-- START --
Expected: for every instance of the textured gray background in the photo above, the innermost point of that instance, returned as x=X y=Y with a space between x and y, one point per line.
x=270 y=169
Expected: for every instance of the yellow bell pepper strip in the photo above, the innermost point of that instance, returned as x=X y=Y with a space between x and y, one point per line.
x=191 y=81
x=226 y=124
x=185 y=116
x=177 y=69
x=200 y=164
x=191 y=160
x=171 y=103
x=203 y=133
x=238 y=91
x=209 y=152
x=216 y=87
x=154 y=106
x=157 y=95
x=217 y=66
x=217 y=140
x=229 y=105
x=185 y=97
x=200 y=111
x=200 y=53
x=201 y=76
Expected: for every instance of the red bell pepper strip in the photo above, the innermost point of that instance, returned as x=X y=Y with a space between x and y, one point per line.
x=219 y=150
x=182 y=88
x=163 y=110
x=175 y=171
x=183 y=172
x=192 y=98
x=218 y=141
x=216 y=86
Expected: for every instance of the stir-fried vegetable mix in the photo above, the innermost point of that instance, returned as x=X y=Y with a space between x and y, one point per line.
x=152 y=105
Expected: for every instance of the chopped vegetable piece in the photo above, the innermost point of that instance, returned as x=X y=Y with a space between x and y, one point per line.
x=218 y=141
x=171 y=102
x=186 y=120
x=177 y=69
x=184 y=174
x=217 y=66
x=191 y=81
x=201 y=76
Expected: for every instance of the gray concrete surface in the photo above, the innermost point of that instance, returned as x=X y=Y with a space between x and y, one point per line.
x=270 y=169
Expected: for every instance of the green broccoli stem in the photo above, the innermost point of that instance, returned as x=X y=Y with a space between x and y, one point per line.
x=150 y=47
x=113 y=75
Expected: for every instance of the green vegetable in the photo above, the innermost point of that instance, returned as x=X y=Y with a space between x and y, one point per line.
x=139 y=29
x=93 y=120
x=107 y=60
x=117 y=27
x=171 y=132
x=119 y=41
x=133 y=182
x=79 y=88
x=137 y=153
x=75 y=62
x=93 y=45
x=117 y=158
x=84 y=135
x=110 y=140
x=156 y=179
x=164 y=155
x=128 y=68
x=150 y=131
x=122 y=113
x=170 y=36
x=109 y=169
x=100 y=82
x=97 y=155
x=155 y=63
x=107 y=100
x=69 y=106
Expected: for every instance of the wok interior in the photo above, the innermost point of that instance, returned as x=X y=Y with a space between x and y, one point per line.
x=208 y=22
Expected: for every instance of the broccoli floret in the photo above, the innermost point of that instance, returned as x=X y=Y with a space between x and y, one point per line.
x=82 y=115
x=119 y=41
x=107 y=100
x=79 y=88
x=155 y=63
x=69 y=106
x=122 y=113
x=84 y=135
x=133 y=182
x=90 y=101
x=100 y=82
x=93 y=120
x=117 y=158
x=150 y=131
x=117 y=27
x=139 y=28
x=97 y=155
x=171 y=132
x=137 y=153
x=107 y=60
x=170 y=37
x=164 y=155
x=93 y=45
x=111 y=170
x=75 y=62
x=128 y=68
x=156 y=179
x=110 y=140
-- END --
-- START --
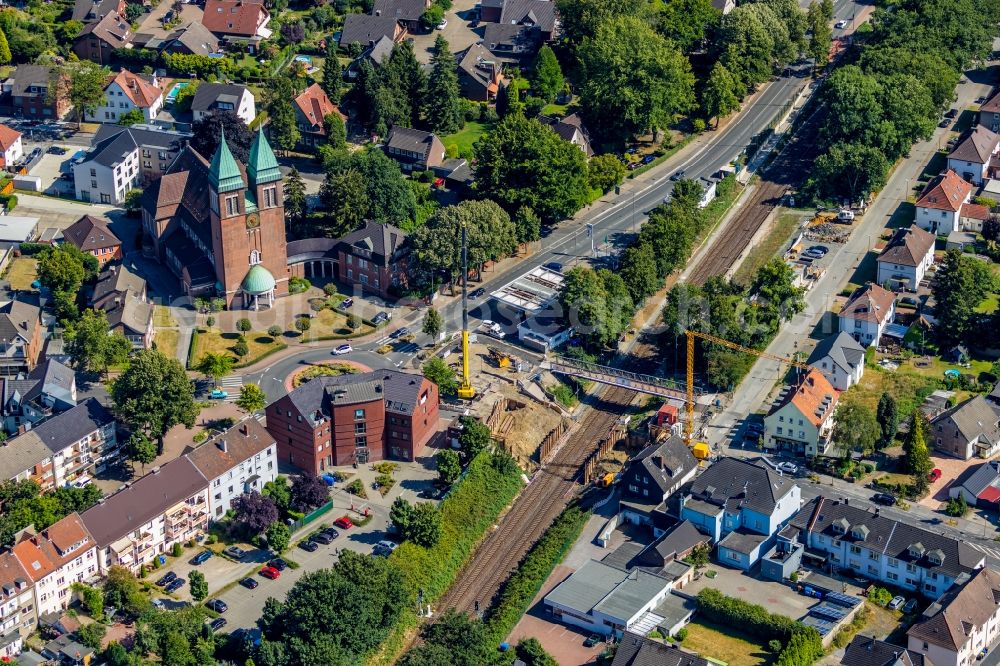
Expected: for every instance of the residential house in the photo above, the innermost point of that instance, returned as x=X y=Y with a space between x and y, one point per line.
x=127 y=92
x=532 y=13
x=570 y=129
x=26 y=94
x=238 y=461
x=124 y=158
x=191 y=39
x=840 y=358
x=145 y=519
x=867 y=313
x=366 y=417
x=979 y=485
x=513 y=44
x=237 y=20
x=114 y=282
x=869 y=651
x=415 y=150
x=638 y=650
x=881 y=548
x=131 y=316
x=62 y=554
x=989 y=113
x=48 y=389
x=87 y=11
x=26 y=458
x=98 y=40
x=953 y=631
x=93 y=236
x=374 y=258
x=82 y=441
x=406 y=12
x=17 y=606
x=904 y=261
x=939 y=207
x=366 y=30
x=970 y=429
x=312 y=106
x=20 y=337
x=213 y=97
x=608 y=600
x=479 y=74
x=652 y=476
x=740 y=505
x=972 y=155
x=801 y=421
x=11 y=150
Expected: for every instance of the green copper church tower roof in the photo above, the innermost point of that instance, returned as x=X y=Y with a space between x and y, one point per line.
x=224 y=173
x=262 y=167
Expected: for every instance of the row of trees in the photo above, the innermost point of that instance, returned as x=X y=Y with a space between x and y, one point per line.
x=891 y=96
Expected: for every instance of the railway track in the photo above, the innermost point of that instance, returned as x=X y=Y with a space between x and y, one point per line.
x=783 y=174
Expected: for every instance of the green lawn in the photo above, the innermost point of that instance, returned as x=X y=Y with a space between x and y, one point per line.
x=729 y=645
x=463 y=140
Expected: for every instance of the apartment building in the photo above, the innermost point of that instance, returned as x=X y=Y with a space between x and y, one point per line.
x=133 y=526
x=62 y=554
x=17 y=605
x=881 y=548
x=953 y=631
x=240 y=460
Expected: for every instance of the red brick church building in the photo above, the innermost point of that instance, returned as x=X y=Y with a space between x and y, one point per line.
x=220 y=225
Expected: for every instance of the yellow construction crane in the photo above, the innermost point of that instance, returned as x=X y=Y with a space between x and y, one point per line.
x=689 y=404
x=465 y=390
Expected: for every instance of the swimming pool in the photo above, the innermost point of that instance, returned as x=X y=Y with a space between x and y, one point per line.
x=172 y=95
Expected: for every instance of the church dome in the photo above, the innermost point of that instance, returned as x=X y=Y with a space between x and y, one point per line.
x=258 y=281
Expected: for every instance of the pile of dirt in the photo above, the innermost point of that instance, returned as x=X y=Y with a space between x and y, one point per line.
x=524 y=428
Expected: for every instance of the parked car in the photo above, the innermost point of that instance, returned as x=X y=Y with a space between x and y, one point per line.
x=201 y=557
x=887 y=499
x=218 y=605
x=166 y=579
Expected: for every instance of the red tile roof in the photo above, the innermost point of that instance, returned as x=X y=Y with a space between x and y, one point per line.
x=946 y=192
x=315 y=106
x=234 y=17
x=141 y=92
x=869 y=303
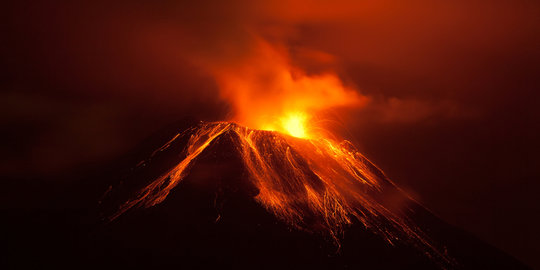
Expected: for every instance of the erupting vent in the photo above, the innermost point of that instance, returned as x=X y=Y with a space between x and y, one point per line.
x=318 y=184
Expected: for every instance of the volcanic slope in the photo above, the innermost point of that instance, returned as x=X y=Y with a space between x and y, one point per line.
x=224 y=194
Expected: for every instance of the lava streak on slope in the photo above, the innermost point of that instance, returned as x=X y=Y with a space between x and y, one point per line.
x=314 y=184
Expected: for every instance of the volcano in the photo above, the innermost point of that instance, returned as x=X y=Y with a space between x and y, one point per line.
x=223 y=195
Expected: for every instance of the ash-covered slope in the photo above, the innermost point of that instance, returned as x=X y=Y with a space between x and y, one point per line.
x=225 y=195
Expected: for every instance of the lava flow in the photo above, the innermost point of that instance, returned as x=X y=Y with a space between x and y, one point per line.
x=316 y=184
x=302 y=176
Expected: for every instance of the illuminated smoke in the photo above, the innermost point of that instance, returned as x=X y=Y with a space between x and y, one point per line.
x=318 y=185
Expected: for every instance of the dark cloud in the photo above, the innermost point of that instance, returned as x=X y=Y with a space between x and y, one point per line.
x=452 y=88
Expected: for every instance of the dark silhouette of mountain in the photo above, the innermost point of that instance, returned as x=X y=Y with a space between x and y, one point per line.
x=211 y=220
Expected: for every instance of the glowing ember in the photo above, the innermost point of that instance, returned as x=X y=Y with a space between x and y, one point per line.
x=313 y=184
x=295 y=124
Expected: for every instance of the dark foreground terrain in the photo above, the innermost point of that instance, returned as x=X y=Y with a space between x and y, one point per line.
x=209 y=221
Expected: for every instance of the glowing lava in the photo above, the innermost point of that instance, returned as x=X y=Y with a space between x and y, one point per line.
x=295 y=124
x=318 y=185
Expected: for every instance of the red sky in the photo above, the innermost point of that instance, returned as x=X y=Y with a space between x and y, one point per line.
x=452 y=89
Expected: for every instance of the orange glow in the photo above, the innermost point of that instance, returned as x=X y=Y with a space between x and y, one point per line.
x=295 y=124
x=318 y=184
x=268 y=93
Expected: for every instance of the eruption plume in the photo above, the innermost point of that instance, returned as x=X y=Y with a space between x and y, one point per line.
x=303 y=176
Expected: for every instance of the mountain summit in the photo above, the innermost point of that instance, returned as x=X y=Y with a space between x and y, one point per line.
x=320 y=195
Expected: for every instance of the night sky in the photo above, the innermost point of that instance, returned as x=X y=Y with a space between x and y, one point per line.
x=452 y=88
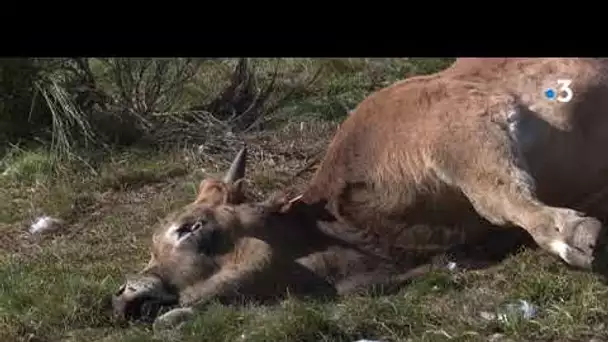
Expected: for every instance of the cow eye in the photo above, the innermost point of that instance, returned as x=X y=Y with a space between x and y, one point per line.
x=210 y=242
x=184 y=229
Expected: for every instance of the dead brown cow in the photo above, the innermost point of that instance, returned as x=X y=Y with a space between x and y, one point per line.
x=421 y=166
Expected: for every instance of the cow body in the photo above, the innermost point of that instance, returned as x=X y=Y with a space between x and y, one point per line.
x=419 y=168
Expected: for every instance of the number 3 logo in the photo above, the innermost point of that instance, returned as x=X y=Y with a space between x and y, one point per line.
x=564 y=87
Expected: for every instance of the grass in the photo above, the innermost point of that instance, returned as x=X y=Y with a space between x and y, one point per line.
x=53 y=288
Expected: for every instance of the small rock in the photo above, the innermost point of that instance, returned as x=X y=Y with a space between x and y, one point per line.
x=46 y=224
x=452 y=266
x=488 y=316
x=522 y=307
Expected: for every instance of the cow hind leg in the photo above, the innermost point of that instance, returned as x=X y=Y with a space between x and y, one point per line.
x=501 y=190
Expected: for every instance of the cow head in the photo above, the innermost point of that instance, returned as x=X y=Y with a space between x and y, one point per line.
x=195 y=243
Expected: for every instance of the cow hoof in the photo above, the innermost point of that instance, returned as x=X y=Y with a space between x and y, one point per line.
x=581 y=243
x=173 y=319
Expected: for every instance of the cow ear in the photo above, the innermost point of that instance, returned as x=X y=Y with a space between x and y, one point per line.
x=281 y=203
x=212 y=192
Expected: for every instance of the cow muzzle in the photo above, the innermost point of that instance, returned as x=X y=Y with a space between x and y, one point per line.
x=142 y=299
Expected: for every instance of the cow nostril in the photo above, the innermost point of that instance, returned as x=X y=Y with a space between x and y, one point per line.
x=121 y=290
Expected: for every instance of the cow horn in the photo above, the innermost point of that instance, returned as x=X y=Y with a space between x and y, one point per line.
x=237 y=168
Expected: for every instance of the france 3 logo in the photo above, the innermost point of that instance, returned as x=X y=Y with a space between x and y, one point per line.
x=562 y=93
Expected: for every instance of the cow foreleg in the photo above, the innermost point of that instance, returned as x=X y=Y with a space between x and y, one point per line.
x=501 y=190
-- END --
▶ **WHAT TO WORK ON**:
Please lay out the items between the lines holding "Expected: for every instance of the eruption" and "x=195 y=243", inclusive, as a two-column CSV headed text and answer. Give one row per item, put each value in a single quoted field with any line breaks turned into spaces, and omit the pictures.

▶ **SOLUTION**:
text,answer
"Expected: for every instance of the eruption plume in the photo above, the innermost point of that instance, returned as x=X y=Y with a space between x and y, one point per line.","x=303 y=176"
"Expected: for every instance of the mountain summit in the photo above, the innermost point of that instance, returned as x=X y=Y with a space between x and y, one point per line.","x=320 y=195"
"Expected: for every instance of the night sky in the photo above, the innermost point of that instance, returned as x=X y=Y with a space between x and y, one point per line.","x=452 y=88"
"Expected: for every instance of the cow eye in the photo above, the innermost point of that instance, returned as x=X y=Y with a space between x and y, one point per line.","x=210 y=242 x=184 y=229"
"Expected: for every instance of the dead brown cow in the photo above, the innermost point of that instance, returned as x=X y=Y with a space between x and y, one point per line.","x=421 y=166"
"Expected: for every instance of the cow body in the photo above, the innermost point of that instance, returned as x=X y=Y with a space between x and y, one point per line.","x=419 y=168"
"Expected: for every instance of the number 3 logo in the photo above, the innermost point of that instance, returned as x=X y=Y with a space between x and y, one point per line.","x=564 y=87"
"Expected: for every instance of the grass in the photo above, the innermost point of that instance, returned as x=X y=Y with a space between x and y, one point per line.","x=53 y=288"
"Expected: for every instance of the small rock in the photo above, the innermost point of that instance, returned as x=X y=Y with a space between x and y, one point per line.","x=46 y=224 x=452 y=266 x=488 y=316 x=522 y=307"
"Expected: for every instance of the cow hind leg in the photo above, the innermost point of that instance, returned as x=X y=Y with a space between x and y, one point per line.","x=501 y=190"
"Expected: for every instance of the cow head in the photo above, the innermost point of that instance, returned as x=X y=Y with a space between x and y, one point per line.","x=195 y=243"